Instructions to follow - Print every line of the data below without changes, leaving the pictures out.

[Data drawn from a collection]
----------

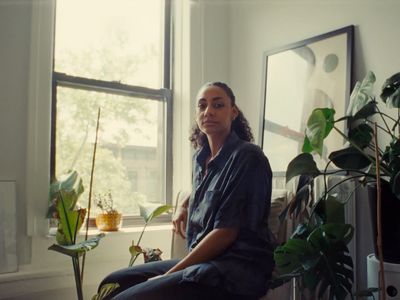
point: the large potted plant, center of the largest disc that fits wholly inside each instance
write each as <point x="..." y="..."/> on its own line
<point x="317" y="253"/>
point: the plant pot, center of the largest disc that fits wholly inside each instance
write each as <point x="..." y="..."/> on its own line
<point x="108" y="221"/>
<point x="390" y="209"/>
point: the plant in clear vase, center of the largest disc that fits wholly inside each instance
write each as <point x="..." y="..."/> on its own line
<point x="110" y="218"/>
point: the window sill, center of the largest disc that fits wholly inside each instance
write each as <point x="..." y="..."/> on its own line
<point x="122" y="231"/>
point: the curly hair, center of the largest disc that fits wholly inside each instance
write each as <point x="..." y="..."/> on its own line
<point x="240" y="125"/>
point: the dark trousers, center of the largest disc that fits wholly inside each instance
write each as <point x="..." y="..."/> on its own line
<point x="134" y="284"/>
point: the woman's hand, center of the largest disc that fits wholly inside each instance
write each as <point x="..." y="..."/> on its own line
<point x="179" y="220"/>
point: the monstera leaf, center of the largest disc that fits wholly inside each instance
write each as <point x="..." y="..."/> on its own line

----------

Reply -
point: the large potted plant, center of the largest disc that fits wholly inside each instance
write each as <point x="..." y="..."/> on its own line
<point x="317" y="253"/>
point: the plant pot, center of the largest disc that fits wholly inside each instance
write each as <point x="..." y="..."/> on its own line
<point x="108" y="221"/>
<point x="390" y="209"/>
point: the plant in clear vase, center of the largest disc that fits wholly inside each instance
write each as <point x="..." y="..."/> on its own line
<point x="110" y="218"/>
point: the window sill, center of the largest disc that fits wholly inside each instance
write each as <point x="..." y="..."/> on its own line
<point x="122" y="231"/>
point: the curly hair, center of the largest disc that fits wholly inside each instance
write each as <point x="..." y="..."/> on its own line
<point x="240" y="125"/>
point: the dark trousers, center of the largest disc that fits wholly inside each instance
write each as <point x="..." y="..."/> on its own line
<point x="134" y="284"/>
point: the woman's hand, center of the largest disc that fits wholly inside each instance
write each as <point x="..." y="..."/> on its own line
<point x="179" y="220"/>
point: the monstera leaf, center of the largest disc that fits wholly inside each instance
write each as <point x="..." y="..."/> on its own line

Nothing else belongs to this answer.